Records from a data source
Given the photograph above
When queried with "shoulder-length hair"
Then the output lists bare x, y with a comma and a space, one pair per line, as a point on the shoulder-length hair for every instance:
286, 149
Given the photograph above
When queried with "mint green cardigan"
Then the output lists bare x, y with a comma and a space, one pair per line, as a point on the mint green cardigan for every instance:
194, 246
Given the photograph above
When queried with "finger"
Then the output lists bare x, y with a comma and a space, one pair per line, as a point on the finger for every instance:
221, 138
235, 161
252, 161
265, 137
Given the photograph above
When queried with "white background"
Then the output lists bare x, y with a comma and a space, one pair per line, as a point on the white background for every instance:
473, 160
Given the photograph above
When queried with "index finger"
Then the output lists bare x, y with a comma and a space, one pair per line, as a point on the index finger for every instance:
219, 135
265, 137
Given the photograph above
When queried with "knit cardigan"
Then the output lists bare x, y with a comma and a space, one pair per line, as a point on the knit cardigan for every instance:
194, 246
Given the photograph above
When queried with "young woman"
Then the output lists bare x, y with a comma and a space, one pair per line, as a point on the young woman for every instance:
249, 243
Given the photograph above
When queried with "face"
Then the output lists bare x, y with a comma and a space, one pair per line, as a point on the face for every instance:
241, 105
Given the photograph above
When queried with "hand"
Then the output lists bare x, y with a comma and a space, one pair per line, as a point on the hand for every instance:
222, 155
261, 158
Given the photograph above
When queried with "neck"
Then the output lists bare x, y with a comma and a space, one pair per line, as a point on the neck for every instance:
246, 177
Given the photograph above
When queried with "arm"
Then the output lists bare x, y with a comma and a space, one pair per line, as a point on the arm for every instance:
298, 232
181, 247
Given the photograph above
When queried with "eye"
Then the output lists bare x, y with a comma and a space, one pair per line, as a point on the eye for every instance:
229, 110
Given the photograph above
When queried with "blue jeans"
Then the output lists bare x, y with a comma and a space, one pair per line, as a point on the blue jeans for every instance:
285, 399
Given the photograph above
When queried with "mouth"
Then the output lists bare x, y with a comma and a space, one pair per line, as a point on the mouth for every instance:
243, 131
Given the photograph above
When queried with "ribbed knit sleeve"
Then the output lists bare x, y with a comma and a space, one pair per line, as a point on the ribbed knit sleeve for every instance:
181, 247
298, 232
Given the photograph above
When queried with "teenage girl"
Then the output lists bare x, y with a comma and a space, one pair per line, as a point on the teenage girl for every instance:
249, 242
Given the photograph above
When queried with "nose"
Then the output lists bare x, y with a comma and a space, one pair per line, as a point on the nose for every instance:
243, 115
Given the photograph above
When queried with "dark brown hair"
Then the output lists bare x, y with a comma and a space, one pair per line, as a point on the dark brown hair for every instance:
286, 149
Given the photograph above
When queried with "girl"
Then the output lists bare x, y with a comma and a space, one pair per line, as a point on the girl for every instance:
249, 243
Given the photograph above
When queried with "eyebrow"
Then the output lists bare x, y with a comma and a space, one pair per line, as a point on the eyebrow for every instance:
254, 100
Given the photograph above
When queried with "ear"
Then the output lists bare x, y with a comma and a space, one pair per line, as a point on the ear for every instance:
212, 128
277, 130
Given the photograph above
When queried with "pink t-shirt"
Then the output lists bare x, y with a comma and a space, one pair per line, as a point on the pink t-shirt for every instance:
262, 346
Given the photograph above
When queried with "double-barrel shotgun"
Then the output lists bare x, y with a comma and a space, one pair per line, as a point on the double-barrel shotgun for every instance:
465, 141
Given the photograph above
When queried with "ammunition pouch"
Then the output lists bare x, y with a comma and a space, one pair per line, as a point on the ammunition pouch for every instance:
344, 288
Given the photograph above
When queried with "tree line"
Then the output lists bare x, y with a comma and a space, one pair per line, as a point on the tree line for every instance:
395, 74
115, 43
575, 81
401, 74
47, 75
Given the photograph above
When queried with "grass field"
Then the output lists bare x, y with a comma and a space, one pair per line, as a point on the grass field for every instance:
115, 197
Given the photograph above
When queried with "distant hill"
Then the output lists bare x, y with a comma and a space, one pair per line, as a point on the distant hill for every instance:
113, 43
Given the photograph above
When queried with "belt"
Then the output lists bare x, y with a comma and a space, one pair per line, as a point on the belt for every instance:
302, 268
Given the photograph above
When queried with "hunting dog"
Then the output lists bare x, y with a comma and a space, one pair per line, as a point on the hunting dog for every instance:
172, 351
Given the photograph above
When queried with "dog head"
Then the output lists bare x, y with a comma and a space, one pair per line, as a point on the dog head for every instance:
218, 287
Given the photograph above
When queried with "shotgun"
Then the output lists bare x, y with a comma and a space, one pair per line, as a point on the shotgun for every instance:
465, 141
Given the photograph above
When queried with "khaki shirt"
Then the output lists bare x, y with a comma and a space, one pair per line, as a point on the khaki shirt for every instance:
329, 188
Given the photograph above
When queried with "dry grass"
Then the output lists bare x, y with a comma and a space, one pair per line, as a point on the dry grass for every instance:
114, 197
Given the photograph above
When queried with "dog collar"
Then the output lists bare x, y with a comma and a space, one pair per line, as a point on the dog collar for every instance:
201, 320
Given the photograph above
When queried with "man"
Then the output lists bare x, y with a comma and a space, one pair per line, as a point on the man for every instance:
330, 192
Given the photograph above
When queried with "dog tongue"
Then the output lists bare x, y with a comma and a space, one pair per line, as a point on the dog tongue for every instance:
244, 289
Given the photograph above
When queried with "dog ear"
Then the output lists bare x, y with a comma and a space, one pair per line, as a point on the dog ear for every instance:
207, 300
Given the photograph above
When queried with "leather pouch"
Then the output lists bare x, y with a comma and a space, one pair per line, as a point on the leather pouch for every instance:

• **Exercise**: Output the records above in their entirety, exactly.

• **Result below**:
Given the photograph above
When queried with "shoulder-length hair"
Then the output lists bare x, y with a comma and a space, one pair per line, as a point on the shoulder-length hair for every instance:
286, 149
Given the photograph above
When queried with "mint green cardigan"
Then the output lists bare x, y with a comma and a space, one pair per line, as a point on the mint green cardigan for every instance:
194, 246
Given the photograph above
When queried with "finger"
Then the output lists bare x, y with a comma and a space, one pair per line, as a point on the finger for every instance:
221, 138
235, 161
252, 161
265, 137
Given the photograph above
When queried with "white background"
Then the output lists bare x, y with a comma and a space, one pair per line, as a point on the white background for every instance:
473, 160
Given the photograph above
When queried with "index finger"
Then the output lists bare x, y with a comma and a space, one pair per line, as a point on the index finger for every instance:
219, 135
265, 137
Given the photograph above
When queried with "knit cardigan"
Then the output lists bare x, y with a comma and a space, one pair per line, as a point on the knit cardigan for every instance:
194, 246
Given the photograph above
When queried with "young woman"
Then the output lists bare x, y with a comma and a space, one pair per line, as a point on the young woman for every instance:
249, 243
Given the photograph above
When queried with "face"
Then the output lists bare x, y with a comma and a space, one pair per line, as a point on the face for every instance:
241, 105
Given the photograph above
When queried with "hand"
Then the output lists bare x, y with a comma and a space, one pair per line, as a point on the hand for every instance:
222, 155
261, 158
Given the photograph above
When queried with "neck"
Then the output lists bare x, y with a comma and a space, one pair per line, as a point on the neck for every instance:
246, 177
Given the photograph above
When queried with "arm"
Then the output lists bare x, y with a comma and a space, one pair per line, as a point on the arm for every instance:
298, 232
181, 247
Given the photograph above
When queried with "eye"
Then the output lists bare x, y with a comma and a space, one pair per line, as a point on the eye for every instance:
229, 110
Given the photograph above
When queried with "blue jeans"
Then the output lists bare x, y with a comma and a space, one pair per line, as a point on the blue jeans for every instance:
285, 399
Given the photograph above
When queried with "mouth"
Then the output lists bare x, y with a comma and a space, one pair per line, as a point on the mouth for every instance:
243, 131
Given the photograph above
When queried with "ribbed knit sleeve"
Then the output lists bare x, y with a comma and a space, one pair per line, as a point on the ribbed knit sleeve for every instance:
181, 247
298, 232
Given the photograph above
When queried with "teenage girl"
Then the output lists bare x, y with a comma and a space, one pair per line, as a point on the teenage girl for every instance:
249, 242
Given the photograph above
When queried with "nose"
Then the output lists bare x, y with a comma and a space, one pair per line, as a point on the nose for every instance:
243, 115
Given the photograph above
When queried with "dark brown hair"
Then the output lists bare x, y with a comma and a space, one pair per line, as a point on the dark brown hair for every instance:
286, 149
Given the photograph above
When queried with "girl"
Then the output lists bare x, y with a comma and a space, one pair per line, as a point on the girl for every instance:
249, 243
Given the photograph above
When queried with "eyebrow"
Then the output lists bare x, y with a comma and a space, one pair per line, as a point on the eyebrow for every instance:
254, 100
Given the photograph above
When queried with "ear"
Then the output lists bare x, y with a comma and a space, one pair per line, as a point on the ear for every instance:
212, 128
277, 130
Given the photograph above
When queried with "pink t-shirt"
Then the output lists bare x, y with a comma and a space, one pair per line, as a point on the pink t-shirt for every instance:
262, 346
Given the photograph above
When queried with "double-barrel shotgun"
Then the output lists bare x, y with a comma and a space, one pair per line, as a point on the double-barrel shotgun for every instance:
465, 141
Given the photograph above
When queried with "ammunition pouch"
Then the output lists bare x, y with a comma and a space, one pair per line, as a point on the ammunition pouch for every instance:
344, 288
Given the photograph above
When queried with "tree line"
Then the output lists bare x, y with a comma and a space, one pair per line, as a point on the tree line for every instance:
395, 74
115, 43
575, 81
401, 74
47, 75
Given the photograph above
When queried with "grass field"
Then the output lists bare x, y with a comma and a space, one pair per line, as a point on the grass field for every instance:
115, 197
Given the photograph above
When queried with "distant hill"
Then the output lists bare x, y with a comma and a space, one pair per line, as a point on the distant hill for every instance:
113, 43
Given the photograph above
When queried with "belt"
Then the output lists bare x, y with a comma and a space, one pair per line, as a point on the belt for every instance:
302, 268
Given the photograph above
When queried with "hunting dog"
Then the output lists bare x, y with a comma and a space, one pair per line, as a point on the hunting dog for every instance:
172, 351
Given the photograph above
When queried with "dog head"
Then the output lists bare x, y with a comma and a space, one pair per line, as a point on the dog head for every instance:
218, 287
Given the photograph above
When queried with "shotgun"
Then the output lists bare x, y with a comma and a space, one pair per line, as a point on the shotgun for every instance:
465, 141
Given the photograph above
When queried with "khaki shirt"
Then the output lists bare x, y with a comma and a space, one pair per line, as a point on the khaki shirt for every instance:
329, 188
Given the photograph above
When queried with "dry grass"
Then the output lists bare x, y with a comma and a space, one pair per line, as a point on the dry grass for every instance:
114, 197
Given the photograph above
When queried with "dog collar"
Then the output lists bare x, y with a comma and a space, one pair per line, as a point on the dog collar for every instance:
201, 320
Given the photograph above
When queried with "man"
Then the output lists bare x, y with a comma and a space, one pair per line, as a point on the man for every instance:
330, 192
Given the photograph above
When queried with "dog tongue"
Then the output lists bare x, y with a comma and a space, one pair per line, as a point on the dog tongue for every instance:
244, 289
Given the photograph above
When queried with "dog ear"
Then the output lists bare x, y with a comma and a space, one pair per line, as a point on the dog ear for every instance:
207, 300
Given the photograph above
When queried with "leather pouch"
Then the output lists bare x, y with a comma and a space, one pair per line, as a point on the leather pouch for every instance:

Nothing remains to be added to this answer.